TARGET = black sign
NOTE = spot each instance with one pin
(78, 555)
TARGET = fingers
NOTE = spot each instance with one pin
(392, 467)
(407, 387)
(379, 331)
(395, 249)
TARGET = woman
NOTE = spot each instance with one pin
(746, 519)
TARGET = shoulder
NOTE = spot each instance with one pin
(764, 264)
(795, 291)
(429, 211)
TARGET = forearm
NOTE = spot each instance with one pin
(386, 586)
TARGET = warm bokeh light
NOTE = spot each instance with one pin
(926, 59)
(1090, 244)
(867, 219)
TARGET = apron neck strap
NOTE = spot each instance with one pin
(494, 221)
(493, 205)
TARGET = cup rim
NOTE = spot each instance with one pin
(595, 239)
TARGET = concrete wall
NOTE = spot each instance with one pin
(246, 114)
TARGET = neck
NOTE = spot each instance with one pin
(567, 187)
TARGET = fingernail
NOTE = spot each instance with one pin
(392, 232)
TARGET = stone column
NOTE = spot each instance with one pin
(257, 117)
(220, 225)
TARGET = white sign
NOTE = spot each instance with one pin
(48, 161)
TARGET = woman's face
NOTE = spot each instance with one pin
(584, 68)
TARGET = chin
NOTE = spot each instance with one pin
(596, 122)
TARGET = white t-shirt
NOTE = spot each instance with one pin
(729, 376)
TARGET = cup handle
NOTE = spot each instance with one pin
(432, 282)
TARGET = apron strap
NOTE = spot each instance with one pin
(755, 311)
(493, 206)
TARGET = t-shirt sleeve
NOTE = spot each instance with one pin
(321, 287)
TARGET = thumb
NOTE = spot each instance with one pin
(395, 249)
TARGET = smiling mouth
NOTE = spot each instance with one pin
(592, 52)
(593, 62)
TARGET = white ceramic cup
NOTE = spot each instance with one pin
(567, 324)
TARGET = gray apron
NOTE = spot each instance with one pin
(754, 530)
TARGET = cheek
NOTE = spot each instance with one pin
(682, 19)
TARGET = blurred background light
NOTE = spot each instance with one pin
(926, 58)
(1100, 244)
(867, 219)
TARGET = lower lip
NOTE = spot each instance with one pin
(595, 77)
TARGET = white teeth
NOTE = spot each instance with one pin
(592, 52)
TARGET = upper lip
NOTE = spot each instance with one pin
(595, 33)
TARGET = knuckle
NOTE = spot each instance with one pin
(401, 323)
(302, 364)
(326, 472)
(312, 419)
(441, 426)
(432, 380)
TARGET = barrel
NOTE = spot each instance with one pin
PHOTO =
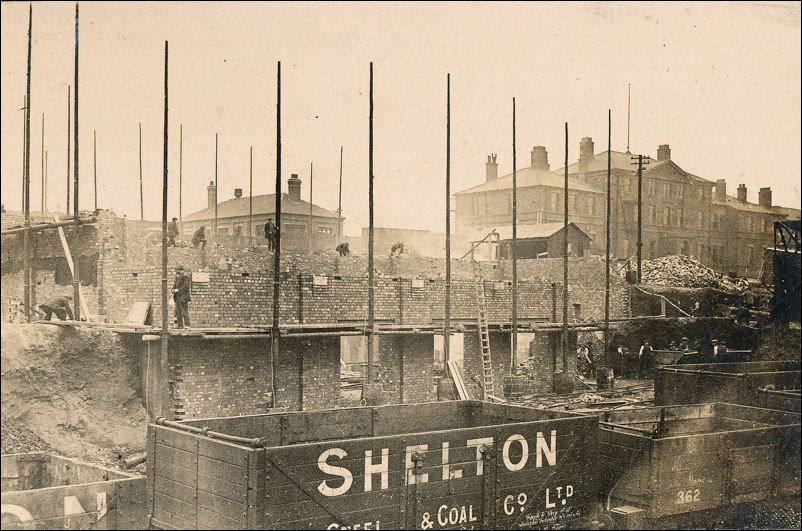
(563, 383)
(514, 386)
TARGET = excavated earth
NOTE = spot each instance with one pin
(70, 391)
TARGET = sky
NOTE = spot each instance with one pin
(719, 82)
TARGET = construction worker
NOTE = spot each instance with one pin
(181, 296)
(60, 306)
(645, 357)
(199, 238)
(172, 232)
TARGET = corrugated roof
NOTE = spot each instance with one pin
(529, 177)
(262, 204)
(537, 230)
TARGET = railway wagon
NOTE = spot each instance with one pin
(737, 383)
(663, 462)
(458, 464)
(46, 491)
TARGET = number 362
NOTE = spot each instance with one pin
(687, 496)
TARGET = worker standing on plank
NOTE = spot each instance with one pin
(181, 296)
(172, 232)
(645, 356)
(60, 306)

---*---

▸ **STATED PROBLEM**: Go through the listing above and write it all out exactly, leaving out any picture.

▸ **EXERCISE OUTPUT**:
TARGET = black sign
NOTE = spot each instance with one pin
(78, 555)
TARGET = fingers
NOTE = spot each instance with one pin
(392, 467)
(407, 387)
(379, 331)
(395, 249)
TARGET = woman
NOTE = spot each instance with one pin
(746, 519)
TARGET = shoulder
NOTE = spot each instance with one pin
(764, 264)
(795, 291)
(429, 211)
TARGET = forearm
NOTE = spot each instance with one pin
(386, 586)
TARGET = warm bokeh light
NOTE = spot each instance with one pin
(926, 59)
(1090, 244)
(867, 219)
TARGET = apron neck strap
NOTE = spot each instance with one pin
(494, 221)
(493, 205)
TARGET = cup rim
NOTE = spot each instance with one pin
(595, 239)
TARGET = concrete wall
NOTE = spot each instance with one pin
(246, 114)
TARGET = neck
NOTE = spot each instance with one pin
(567, 187)
TARGET = fingernail
NOTE = spot each instance with one pin
(392, 232)
TARGET = stone column
NOTE = spot each instance with one pin
(257, 117)
(220, 225)
TARGET = white sign
NOTE = spot each instance with one pin
(48, 161)
TARGET = woman's face
NOTE = spot each instance with one pin
(584, 68)
TARGET = chin
NOTE = spot each instance with one pin
(596, 122)
TARGET = white t-shirt
NOTE = spot each instance with one pin
(729, 376)
TARGET = cup handle
NOTE = spot each instance with one pin
(432, 282)
TARGET = apron strap
NOTE = spot each instance with one pin
(755, 311)
(493, 206)
TARGET = t-shirt sleeve
NOTE = spot each instance with one pin
(321, 287)
TARGET = thumb
NOTE = spot each instance with one pin
(395, 249)
TARGET = smiling mouth
NOTE = spot each instance with one pin
(592, 52)
(593, 62)
TARGET = white ceramic cup
NOTE = spot each instance with one pin
(567, 324)
TARGET = gray apron
NOTE = spot each instance with one pin
(754, 530)
TARGET = cheek
NOTE = spot each instance with one pin
(682, 19)
TARGET = blurred background light
NOTE = spot each instance with one pin
(926, 58)
(1100, 244)
(867, 219)
TARGET = lower lip
NOTE = spot each instance with one pin
(595, 77)
TARGET = white teeth
NOTE = spot each instance with one pin
(592, 52)
TARGET = upper lip
NOTE = spot each instance with one pin
(595, 33)
TARGET = knuckle
NOTE = spot each instance with one pin
(401, 323)
(302, 364)
(326, 472)
(312, 419)
(441, 426)
(432, 380)
TARGET = barrel
NOTE = spot each instance with one pin
PHOTO =
(563, 383)
(514, 386)
TARGET = excavated earth
NOTE = spot each instance with one pin
(70, 391)
TARGET = sky
NOTE = spot each instance with one pin
(719, 82)
TARGET = construction worker
NOTE = spot each instance with one pin
(181, 296)
(60, 306)
(645, 357)
(199, 238)
(172, 232)
TARGET = corrugated roof
NOTE = spot each instance with one pin
(529, 177)
(262, 204)
(537, 230)
TARGET = railway wagon
NOTE = spot each instance with one pin
(737, 383)
(663, 462)
(458, 464)
(46, 491)
TARGET = number 362
NOTE = spot each instance with one pin
(687, 496)
TARGET = worker standing on plank
NOTE = spot each instance with one pin
(181, 296)
(172, 232)
(645, 356)
(60, 306)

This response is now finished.